⟨
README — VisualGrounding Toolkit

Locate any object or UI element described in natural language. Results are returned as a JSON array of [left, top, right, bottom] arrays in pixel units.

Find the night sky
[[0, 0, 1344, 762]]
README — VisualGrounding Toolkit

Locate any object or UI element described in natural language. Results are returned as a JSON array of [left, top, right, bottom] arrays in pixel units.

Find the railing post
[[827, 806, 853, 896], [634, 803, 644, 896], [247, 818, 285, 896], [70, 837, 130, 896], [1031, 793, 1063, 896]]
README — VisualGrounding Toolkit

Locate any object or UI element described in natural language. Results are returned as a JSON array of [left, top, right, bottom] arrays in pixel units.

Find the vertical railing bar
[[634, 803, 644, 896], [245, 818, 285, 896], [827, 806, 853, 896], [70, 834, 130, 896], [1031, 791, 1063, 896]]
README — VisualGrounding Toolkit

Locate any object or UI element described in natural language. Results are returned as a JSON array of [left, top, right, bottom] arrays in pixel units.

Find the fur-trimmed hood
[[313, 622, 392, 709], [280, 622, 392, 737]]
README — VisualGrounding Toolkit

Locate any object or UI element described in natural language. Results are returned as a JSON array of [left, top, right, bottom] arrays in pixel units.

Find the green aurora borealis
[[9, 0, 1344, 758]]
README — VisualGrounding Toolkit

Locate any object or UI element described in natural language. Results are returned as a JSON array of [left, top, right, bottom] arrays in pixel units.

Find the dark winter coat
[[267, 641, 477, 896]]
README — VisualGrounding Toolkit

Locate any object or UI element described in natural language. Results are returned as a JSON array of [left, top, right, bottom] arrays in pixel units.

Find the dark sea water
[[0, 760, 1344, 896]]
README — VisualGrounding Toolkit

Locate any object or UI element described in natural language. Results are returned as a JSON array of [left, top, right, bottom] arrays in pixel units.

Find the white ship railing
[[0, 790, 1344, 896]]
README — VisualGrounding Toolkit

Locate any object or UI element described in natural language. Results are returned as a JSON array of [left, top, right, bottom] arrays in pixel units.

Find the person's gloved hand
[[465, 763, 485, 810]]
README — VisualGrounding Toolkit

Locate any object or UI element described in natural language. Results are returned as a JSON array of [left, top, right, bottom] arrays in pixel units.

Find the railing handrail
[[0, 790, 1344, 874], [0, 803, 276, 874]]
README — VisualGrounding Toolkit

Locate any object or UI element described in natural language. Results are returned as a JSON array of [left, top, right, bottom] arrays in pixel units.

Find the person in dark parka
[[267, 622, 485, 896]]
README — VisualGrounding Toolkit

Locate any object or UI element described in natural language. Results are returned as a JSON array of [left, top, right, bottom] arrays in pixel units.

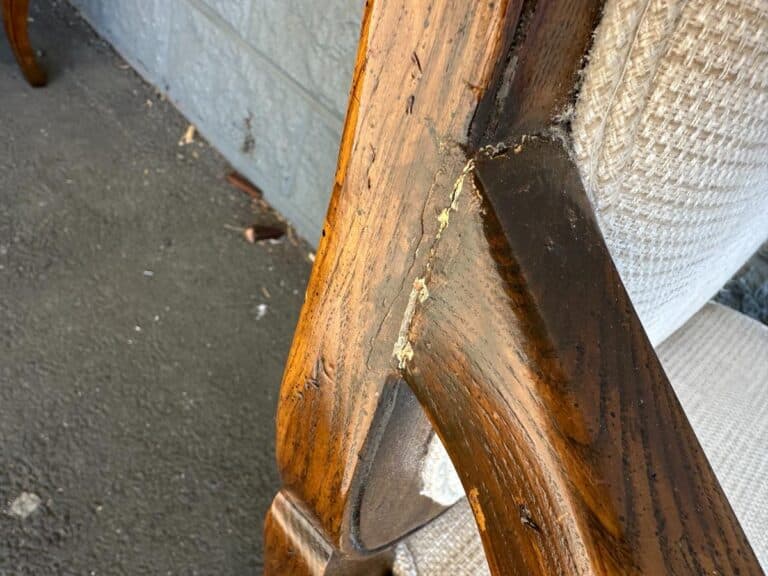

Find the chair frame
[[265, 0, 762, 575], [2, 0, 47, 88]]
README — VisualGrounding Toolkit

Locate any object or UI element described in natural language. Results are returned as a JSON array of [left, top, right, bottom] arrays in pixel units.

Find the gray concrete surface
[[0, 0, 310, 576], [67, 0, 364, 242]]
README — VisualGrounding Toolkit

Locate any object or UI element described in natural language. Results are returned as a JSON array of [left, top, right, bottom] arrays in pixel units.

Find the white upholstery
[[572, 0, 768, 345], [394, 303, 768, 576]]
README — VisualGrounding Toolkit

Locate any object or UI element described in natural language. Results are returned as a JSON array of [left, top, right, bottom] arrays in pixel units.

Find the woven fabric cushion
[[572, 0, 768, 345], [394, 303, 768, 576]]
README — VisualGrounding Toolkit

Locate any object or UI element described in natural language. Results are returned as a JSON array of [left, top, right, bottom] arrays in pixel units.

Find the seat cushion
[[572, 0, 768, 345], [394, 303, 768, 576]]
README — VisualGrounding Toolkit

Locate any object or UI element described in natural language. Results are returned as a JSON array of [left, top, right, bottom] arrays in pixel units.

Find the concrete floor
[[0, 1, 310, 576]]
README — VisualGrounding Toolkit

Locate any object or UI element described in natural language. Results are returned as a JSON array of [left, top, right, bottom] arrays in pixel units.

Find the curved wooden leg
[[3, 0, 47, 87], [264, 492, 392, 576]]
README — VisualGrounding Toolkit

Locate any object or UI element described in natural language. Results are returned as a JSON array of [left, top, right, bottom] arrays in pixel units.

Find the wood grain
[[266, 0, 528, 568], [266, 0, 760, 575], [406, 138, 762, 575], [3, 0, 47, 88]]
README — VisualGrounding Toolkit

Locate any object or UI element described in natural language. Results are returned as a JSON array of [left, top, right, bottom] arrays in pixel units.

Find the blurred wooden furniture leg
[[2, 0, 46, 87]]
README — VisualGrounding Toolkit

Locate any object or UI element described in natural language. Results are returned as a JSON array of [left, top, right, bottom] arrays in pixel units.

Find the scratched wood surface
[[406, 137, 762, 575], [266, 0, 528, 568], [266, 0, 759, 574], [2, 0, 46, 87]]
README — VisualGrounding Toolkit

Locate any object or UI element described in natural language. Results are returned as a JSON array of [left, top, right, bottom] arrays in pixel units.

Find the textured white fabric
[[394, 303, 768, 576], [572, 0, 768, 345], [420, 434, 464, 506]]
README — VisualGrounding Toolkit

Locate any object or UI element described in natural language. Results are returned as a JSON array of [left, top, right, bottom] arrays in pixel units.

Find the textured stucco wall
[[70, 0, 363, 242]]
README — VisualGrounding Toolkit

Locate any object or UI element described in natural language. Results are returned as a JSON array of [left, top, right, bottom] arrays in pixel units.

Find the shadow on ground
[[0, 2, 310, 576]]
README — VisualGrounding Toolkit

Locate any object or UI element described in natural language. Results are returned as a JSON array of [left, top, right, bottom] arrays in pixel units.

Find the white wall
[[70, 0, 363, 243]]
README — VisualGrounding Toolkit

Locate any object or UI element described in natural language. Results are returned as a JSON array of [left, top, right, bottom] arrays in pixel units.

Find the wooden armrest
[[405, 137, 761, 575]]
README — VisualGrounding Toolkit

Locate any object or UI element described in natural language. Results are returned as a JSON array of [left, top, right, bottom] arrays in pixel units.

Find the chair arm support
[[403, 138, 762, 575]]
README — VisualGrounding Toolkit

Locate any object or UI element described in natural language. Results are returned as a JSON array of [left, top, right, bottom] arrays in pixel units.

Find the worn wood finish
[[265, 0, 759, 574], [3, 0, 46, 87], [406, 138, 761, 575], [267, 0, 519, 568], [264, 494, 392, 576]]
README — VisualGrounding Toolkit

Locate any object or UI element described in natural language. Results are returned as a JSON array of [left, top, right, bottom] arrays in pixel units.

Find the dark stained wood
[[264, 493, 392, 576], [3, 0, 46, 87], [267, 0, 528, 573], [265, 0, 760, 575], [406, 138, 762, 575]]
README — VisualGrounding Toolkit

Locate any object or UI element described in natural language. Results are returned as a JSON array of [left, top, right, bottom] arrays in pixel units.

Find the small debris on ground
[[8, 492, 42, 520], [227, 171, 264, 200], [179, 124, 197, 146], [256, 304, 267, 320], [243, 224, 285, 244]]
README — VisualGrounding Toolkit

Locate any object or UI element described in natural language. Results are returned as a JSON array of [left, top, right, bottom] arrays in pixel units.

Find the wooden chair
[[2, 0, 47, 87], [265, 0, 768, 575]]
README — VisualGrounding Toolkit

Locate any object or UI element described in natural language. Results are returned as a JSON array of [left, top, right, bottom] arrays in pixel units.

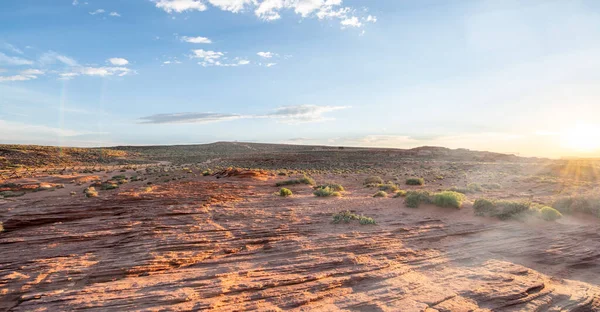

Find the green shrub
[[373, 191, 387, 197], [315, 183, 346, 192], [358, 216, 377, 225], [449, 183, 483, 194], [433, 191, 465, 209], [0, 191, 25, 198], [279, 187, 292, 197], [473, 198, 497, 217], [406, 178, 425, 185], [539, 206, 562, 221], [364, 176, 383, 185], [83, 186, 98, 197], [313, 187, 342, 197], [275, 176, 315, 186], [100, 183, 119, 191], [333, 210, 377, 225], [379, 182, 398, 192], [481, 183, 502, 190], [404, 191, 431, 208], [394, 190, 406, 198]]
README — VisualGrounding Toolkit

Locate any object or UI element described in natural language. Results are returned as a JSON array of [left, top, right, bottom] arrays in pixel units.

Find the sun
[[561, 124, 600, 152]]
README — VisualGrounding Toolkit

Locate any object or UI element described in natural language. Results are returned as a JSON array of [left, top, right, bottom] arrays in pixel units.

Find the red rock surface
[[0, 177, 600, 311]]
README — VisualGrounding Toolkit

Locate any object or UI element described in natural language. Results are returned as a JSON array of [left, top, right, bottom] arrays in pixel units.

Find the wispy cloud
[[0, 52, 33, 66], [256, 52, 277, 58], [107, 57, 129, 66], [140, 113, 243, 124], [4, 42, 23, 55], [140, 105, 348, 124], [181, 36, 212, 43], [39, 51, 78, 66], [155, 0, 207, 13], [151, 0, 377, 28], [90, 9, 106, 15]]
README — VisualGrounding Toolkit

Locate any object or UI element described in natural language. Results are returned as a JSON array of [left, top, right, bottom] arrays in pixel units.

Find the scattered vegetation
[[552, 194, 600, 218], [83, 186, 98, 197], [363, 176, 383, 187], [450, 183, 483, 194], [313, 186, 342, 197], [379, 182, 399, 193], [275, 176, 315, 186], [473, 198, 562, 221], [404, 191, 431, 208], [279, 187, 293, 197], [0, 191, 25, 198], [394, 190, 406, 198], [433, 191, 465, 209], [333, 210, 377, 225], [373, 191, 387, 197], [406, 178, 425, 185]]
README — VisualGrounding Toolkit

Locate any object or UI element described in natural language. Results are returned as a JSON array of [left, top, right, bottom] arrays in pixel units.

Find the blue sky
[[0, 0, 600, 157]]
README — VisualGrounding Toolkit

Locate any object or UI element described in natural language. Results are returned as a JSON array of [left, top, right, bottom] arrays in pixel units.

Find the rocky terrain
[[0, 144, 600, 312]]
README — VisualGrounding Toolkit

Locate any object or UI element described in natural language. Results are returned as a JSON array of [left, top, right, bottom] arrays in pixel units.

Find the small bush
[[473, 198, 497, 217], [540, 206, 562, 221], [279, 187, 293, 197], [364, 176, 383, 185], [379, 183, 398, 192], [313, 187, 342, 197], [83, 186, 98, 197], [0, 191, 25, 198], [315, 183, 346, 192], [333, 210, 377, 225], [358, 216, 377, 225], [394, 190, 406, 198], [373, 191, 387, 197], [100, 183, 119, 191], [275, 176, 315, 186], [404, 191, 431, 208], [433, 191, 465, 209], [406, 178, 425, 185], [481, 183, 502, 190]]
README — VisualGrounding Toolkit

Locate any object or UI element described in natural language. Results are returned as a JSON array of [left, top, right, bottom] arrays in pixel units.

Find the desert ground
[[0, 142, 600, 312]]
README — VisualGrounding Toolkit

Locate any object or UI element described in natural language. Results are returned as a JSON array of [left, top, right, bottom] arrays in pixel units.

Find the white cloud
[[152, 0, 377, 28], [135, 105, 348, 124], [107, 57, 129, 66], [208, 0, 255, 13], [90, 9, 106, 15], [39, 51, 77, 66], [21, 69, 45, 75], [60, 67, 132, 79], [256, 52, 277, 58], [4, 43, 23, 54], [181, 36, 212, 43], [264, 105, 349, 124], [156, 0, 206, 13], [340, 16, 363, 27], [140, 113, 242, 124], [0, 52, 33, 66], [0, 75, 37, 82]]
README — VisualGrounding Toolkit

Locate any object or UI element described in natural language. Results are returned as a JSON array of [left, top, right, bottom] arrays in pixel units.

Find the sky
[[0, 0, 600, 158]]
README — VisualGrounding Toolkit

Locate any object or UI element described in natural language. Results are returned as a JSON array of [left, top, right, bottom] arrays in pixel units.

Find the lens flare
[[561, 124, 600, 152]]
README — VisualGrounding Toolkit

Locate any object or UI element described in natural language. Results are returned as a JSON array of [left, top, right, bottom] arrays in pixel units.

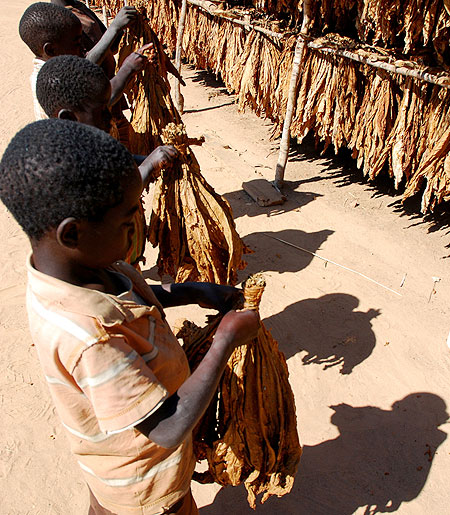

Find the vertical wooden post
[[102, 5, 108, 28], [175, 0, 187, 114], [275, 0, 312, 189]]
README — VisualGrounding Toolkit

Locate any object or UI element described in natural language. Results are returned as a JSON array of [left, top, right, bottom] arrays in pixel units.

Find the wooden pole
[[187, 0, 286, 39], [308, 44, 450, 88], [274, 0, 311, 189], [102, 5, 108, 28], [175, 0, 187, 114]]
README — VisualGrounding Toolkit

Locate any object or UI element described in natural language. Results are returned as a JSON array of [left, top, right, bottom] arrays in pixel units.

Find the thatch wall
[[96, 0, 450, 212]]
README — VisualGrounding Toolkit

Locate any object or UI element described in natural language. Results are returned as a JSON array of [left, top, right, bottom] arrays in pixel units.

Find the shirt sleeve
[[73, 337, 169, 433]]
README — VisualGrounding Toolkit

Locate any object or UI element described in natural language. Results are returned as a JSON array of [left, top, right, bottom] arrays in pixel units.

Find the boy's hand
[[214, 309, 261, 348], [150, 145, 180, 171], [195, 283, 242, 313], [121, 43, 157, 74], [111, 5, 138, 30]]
⟩
■ GOAL: Copy the lines from the start through the line containing "793, 1063, 896]]", inclusive. In that copy, replace "railing post" with "railing support" and change nothing else.

■ SOLVED EXERCISE:
README — VisualGrounding Toolkit

Locate any object or UI element described in natural language. Results are returned as a JSON array of [left, top, right, bottom] arrays in pixel units.

Find the night sky
[[0, 0, 1344, 762]]
README — VisualGrounding Toolkit

Locate any object or UI element described in natural language. Results are returned as a JSON array of [left, top, right, bottom] arrays in pixel units.

Find the railing support
[[827, 806, 853, 896], [634, 803, 644, 896], [247, 818, 285, 896], [70, 837, 130, 896], [1031, 793, 1063, 896]]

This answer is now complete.